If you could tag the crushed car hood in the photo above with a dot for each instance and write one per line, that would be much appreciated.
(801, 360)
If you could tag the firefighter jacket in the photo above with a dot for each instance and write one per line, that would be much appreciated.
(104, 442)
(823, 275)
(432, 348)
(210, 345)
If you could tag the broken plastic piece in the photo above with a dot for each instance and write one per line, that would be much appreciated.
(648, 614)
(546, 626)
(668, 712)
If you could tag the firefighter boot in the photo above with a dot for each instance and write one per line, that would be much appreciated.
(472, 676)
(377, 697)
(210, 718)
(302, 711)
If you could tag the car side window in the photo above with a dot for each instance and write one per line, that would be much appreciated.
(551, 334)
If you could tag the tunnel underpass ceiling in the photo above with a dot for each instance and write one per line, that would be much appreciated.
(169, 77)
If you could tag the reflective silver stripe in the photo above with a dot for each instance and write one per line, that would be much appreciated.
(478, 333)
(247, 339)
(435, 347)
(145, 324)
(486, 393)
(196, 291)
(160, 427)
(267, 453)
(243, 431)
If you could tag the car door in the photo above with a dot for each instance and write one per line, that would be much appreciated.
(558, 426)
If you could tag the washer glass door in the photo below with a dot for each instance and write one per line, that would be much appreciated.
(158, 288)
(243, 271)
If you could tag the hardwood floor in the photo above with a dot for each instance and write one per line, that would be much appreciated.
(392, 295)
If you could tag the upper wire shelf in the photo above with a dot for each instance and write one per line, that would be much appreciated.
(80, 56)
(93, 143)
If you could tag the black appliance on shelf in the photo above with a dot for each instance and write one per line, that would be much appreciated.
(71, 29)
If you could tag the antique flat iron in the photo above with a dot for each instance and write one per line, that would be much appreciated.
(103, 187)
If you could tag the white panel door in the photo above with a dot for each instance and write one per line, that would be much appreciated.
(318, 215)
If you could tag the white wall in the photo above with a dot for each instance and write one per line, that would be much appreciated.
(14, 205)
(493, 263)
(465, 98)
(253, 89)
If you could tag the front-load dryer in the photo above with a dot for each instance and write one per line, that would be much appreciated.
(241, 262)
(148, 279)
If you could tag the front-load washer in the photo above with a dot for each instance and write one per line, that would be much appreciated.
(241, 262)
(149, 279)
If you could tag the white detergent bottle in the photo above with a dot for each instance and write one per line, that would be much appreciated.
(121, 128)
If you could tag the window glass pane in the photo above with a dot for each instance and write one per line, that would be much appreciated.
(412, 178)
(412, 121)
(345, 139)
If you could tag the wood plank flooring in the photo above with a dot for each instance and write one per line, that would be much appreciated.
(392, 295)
★ ★ ★ ★ ★
• **PROBLEM STATEMENT**
Print the material once more, exactly.

• **FINAL ANSWER**
If you could tag the crushed car hood in the photo above with a dot for each instance and write one per line, that would be much appreciated.
(801, 360)
If you could tag the firefighter jacket in the photo above with a dot for each instance and write one per line, that would be much appreciated.
(104, 442)
(823, 275)
(432, 348)
(210, 345)
If you could tag the broken plastic piece in the photo above with a dot for each instance and write one per line, that would be much appreciated.
(648, 614)
(546, 626)
(668, 712)
If you could tag the firefighter boot in the photo above with a dot for each instance and write one per line, that would be much appreciated.
(472, 676)
(377, 697)
(210, 718)
(302, 711)
If you could tag the car side window in the photo above with a dot for each instance and write one per line, that would be much appreciated.
(551, 334)
If you could tag the tunnel underpass ceiling in the photo above with a dot for each instance and write one per line, that would be much appreciated.
(169, 77)
If you could tag the reflective silver stripe in the photo above with a dot for each instance and write one per line, that would be much appreciated.
(478, 333)
(247, 339)
(435, 347)
(145, 324)
(486, 393)
(196, 291)
(160, 427)
(267, 453)
(243, 431)
If you could tag the car door in the photo above with a dot for each instance and write one per line, that would be much appreciated.
(558, 426)
If you could tag the washer glass door in the photo below with a dot for each instance and write one per line, that would be much appreciated.
(158, 288)
(243, 271)
If you could tag the hardwood floor in the photo above with a dot for each instance and write one per line, that would be much appreciated.
(392, 295)
If you could tag the upper wire shelf in the photo above with a dot for each instance and write one per line, that would be much appreciated.
(80, 56)
(93, 143)
If you could tag the black appliance on shelf in the photo above with a dot for each instance and write one per line, that would be much appreciated.
(71, 29)
If you could tag the antique flat iron in the photo above with a dot for each instance and write one per line, that would be much appreciated.
(103, 187)
If you could tag the white panel door in the photo above with a dot for each instance and write one per line, that would be much appreciated.
(318, 215)
If you could tag the white wall in the photo above with a dot for each instance and write one per line, that would be much appreciated.
(14, 205)
(493, 263)
(465, 98)
(253, 89)
If you could tag the front-load dryer in the photo above with a dot for each instance and write one per line, that would be much appreciated.
(241, 262)
(148, 279)
If you could tag the front-load washer in the photo above with a dot for each instance and write one per line, that would be much appreciated.
(241, 262)
(149, 279)
If you could tag the white detergent bottle in the photo above with a dot for each instance and write one per line, that would be much appreciated.
(121, 128)
If you could tag the window glass pane in the photo above with a dot for each instance and write one per line, that would be much appreciated.
(412, 178)
(412, 121)
(345, 139)
If you could tag the wood plank flooring in the photo above with a dot for each instance and write one per line, that would be much appreciated.
(392, 295)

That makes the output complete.